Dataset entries

= = = = =

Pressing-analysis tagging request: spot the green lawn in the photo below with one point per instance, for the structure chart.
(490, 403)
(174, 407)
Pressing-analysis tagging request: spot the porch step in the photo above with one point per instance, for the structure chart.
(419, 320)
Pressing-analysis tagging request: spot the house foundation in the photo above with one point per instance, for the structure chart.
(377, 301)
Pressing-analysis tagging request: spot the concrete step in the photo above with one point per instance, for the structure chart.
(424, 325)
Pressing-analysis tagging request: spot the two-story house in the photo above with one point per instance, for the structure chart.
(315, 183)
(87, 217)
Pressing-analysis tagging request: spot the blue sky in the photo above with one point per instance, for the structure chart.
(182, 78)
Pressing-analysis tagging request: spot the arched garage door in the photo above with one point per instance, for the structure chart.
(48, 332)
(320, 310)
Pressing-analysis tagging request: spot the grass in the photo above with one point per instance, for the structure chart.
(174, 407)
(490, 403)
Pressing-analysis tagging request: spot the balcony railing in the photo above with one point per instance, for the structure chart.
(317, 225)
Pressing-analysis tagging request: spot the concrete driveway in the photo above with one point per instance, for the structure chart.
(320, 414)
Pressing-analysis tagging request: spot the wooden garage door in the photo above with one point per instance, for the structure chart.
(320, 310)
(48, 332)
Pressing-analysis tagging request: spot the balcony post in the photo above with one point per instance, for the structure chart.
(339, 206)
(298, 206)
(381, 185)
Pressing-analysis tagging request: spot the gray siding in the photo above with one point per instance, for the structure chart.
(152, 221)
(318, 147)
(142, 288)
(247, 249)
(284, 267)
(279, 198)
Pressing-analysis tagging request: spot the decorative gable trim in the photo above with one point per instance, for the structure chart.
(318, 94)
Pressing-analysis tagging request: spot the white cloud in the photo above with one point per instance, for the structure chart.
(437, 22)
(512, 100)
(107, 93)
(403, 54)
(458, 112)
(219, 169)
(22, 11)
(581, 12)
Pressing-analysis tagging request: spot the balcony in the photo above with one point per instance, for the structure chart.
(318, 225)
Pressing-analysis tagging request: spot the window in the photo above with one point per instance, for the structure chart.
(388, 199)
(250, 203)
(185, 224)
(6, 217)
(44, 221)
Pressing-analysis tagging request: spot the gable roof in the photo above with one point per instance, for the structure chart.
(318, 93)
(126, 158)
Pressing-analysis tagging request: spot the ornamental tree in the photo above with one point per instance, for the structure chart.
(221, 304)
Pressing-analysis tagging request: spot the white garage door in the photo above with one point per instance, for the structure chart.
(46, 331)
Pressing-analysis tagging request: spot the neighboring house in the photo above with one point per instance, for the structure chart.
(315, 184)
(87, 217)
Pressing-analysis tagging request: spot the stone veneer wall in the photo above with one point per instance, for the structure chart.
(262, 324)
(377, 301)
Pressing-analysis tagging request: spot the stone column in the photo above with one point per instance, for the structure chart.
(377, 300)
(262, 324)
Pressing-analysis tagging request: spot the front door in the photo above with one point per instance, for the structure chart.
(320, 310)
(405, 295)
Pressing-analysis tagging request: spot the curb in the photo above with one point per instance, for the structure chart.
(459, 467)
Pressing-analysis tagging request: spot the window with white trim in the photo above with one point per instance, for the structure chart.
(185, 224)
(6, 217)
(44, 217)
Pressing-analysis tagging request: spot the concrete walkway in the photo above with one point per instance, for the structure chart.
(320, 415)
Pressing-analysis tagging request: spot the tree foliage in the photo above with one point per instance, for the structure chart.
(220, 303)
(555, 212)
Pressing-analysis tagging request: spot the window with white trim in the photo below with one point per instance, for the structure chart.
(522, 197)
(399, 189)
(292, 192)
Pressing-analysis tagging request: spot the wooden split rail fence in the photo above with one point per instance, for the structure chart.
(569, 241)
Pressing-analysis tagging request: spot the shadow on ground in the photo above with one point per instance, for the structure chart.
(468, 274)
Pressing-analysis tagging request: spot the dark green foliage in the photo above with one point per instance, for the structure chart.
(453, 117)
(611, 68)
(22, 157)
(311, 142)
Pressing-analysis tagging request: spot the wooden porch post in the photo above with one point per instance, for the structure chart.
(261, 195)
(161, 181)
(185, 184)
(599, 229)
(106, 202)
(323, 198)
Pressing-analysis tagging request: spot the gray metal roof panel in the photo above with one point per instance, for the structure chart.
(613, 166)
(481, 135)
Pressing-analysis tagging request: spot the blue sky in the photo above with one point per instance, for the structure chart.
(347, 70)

= = = = =

- Exercise goal
An acceptable answer repeats every entry exactly, with nothing omitted.

- Response to the exercise
Pressing-analysis tagging request: spot the green lawn in the photo below with one point per instance, for the structure chart.
(490, 403)
(174, 407)
Pressing-analysis tagging request: spot the porch step in the photo above with one point per instance, for the structure chart.
(419, 320)
Pressing-analysis tagging request: spot the house foundation in the photo above with one point per instance, for the structure chart.
(377, 301)
Pressing-analysis tagging request: spot the concrete step in the photo above with one point per instance, for the structure chart.
(424, 325)
Pressing-analysis tagging request: spot the two-story house in the photo above with one point per instance, for the structure chart.
(315, 183)
(87, 217)
Pressing-analysis tagging request: spot the blue sky in the photo above with one point per instance, for the structure chart.
(182, 78)
Pressing-analysis tagging request: spot the arched garage door in the photo above with one point per instance, for the structure chart.
(48, 332)
(320, 310)
Pressing-analysis tagging request: spot the grass in the photo above with one point per instance, for the structure chart.
(174, 407)
(490, 403)
Pressing-analysis tagging request: spot the balcony railing in the photo above with one point per instance, for the structure chart.
(317, 225)
Pressing-analysis tagging request: spot the concrete driveway in the photo above with one point per instance, for the structure chart.
(320, 414)
Pressing-analysis tagging request: spot the wooden garage door in the photo above with one point per instance, for the structure chart.
(320, 310)
(48, 332)
Pressing-analysis tagging request: spot the balcony post in the photo above with one point per instance, for the structure chart.
(339, 206)
(298, 206)
(381, 185)
Pressing-analysis tagging request: spot the gray siding in the photo above with one point per instance, for the structure chart.
(152, 221)
(318, 147)
(142, 288)
(247, 249)
(284, 267)
(279, 198)
Pressing-analysis tagging request: spot the decorative gable trim in the photo above with one point per instance, for the structure chart.
(318, 94)
Pressing-analysis tagging request: spot the white cloud in the photo above with one point per instance, for the structure chart.
(437, 22)
(512, 100)
(107, 93)
(403, 54)
(458, 112)
(219, 169)
(22, 11)
(581, 12)
Pressing-analysis tagging request: spot the balcony in the photo above with one point per instance, for the structure chart.
(318, 225)
Pressing-analysis tagging request: spot the window in the photo above with one point per instance, for the structure chart.
(388, 199)
(250, 203)
(185, 224)
(6, 217)
(44, 221)
Pressing-analysis tagging request: spot the gable roof in the photo above with one point per instance, for the structure chart.
(318, 93)
(126, 158)
Pressing-analysis tagging request: spot the ornamental tree in the photo above with one point per instance, for the structure chart.
(221, 304)
Pressing-analysis tagging request: spot the white garage door in the photo above with one point per instance, for the structure chart.
(46, 331)
Pressing-analysis tagging request: spot the neighboring house in the photo above with one point per instance, for the structure chart.
(315, 184)
(87, 217)
Pressing-analysis tagging request: spot the stone veneer wall in the photo above with one point per instance, for the structure chart.
(262, 324)
(377, 301)
Pressing-analysis tagging request: spot the stone column in the photo above with one point per instance, for the structure chart.
(377, 300)
(262, 324)
Pressing-analysis tagging request: spot the front door in the photo above with one point per instance, for the structure chart.
(320, 310)
(405, 295)
Pressing-analysis tagging request: spot the curb in the photo above with one point per instance, for the structure chart.
(459, 467)
Pressing-analysis tagging request: spot the window with white trim in the photo above with one point per instance, for the structure chart.
(185, 224)
(6, 217)
(44, 217)
Pressing-analysis tagging request: spot the concrete walkway in the photo above with one point per instance, for the structure chart.
(320, 415)
Pressing-analysis tagging request: spot the tree foliage in the photo above with one point per instance, for the structure chart.
(220, 303)
(555, 212)
Pressing-analysis tagging request: spot the window with white trim in the photo below with one point per instance, for the structure chart.
(522, 197)
(399, 189)
(292, 192)
Pressing-analysis tagging request: spot the wooden split rail fence in the photo above with one point per instance, for the structure chart.
(569, 241)
Pressing-analysis tagging request: spot the shadow on ground in the photo above with one point per instance, for the structure chart.
(468, 274)
Pressing-analysis tagging request: spot the dark green foliage in the photo above with one point per instance, for the structure chart.
(453, 117)
(611, 68)
(22, 157)
(311, 142)
Pressing-analysis tagging request: spot the wooden porch post in the photo above with one point per instance, for the structure chart.
(261, 195)
(161, 181)
(185, 184)
(599, 229)
(106, 202)
(323, 198)
Pressing-analysis tagging request: spot the gray metal roof panel in the photo above with one point per instance, for the structure chart.
(613, 166)
(481, 135)
Pressing-analysis tagging request: spot the blue sky in the photo above with one point per instance, for the structure chart.
(347, 70)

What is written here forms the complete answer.